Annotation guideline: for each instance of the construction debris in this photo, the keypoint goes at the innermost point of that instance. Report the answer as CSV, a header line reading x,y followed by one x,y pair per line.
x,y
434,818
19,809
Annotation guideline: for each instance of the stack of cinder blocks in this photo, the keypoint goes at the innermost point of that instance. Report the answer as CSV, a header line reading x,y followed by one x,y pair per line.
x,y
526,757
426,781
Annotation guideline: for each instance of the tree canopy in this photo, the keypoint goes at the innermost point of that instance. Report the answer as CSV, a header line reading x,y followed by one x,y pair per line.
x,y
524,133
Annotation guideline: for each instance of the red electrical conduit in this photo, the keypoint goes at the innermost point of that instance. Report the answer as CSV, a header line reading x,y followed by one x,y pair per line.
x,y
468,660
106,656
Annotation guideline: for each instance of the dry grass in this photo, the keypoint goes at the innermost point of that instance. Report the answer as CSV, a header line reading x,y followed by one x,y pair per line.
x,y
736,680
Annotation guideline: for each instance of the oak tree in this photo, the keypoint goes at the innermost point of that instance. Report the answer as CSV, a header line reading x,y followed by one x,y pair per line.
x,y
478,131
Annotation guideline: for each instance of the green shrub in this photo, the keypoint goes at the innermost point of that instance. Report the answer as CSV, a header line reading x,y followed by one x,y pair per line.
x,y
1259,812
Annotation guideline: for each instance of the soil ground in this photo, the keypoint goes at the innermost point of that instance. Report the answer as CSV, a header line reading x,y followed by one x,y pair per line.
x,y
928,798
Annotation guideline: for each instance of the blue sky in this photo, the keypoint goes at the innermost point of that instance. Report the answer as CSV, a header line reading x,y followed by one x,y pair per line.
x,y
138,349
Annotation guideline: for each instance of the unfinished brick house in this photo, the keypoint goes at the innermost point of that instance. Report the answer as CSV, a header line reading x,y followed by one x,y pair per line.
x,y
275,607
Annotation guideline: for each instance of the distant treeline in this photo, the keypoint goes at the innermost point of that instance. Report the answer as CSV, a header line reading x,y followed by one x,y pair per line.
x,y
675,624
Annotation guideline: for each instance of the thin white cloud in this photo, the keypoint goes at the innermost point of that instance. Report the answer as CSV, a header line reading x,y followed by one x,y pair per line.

Instructions to follow — Could you write out all the entries word for word?

Response area —
Annotation guideline: for each instance of the construction debris in this photo, the keypoint goes at the innermost point of that instance. Report the answer as CSV, a header line reading x,y followed by one x,y pair per line.
x,y
434,818
19,809
Annotation guideline: for each instance of the stack of cinder blocks in this photo, the keypoint goes at the innermost point of that instance. Report the answer as CSV, a header line reading x,y followed by one x,y pair per line.
x,y
526,757
426,781
Annotation guideline: for each instance of the tree canopy in this photo, the keypoint goes at the innermost point of that instance. Report the answer as CSV, a header line reading x,y followed by one x,y pair per line.
x,y
524,133
Annotation guideline: for each instance of the red electrical conduit in this photo, the keypoint goes at the innermost point of that instance. Report the answer as CSV, a header line reading x,y followed by one x,y pair per line.
x,y
468,660
106,656
Annotation guideline: for each instance of the dry grass in this photo, the keypoint goes at the innermost point of that instance. Report the answer as CSV, a header line reading x,y followed by one x,y pair per line.
x,y
736,680
Annotation guideline: for each instance of the oak tree in this photo, the keypoint goes at the innermost point of that instance. Report the answer as CSV, a header line reading x,y followed by one x,y pair per line.
x,y
478,131
Annotation guideline: for each instance of the green shrub in this photo, the keypoint goes at the innermost point of that instance. Report the answer as CSV, a header line reading x,y followed by one x,y pair per line.
x,y
1259,812
Annotation guideline: for each instance of the soil ground in this photo, the keypoint goes at the innermost point of that instance. Report the answer as CSV, a header line reading x,y followed by one x,y pair per line.
x,y
928,798
Annotation guideline: for each instance of the blue sky in this photo, the keypoint goes at the innermost point of that instance. Report the answer as CSV, a header line reading x,y followed by one x,y pair per line.
x,y
138,349
Annotation guideline: for each instance of the unfinished brick house in this photo, the keypoint goes at the innermost point of that instance. Report the answer as CSV, a header line reading x,y followed by one x,y pair per line.
x,y
275,607
Annotation guideline: for each instance of the distant treeline in this photo, the keypoint goes at the innermost point of that instance. Report the answer as CSV, a header line reading x,y followed by one x,y pair per line.
x,y
675,624
Annotation guideline: for each instance of the thin white cloud in this photo, the keypoint goes at the innermost point of that instance. Report the answer as CSV, a header line reading x,y followed by one x,y pair per line.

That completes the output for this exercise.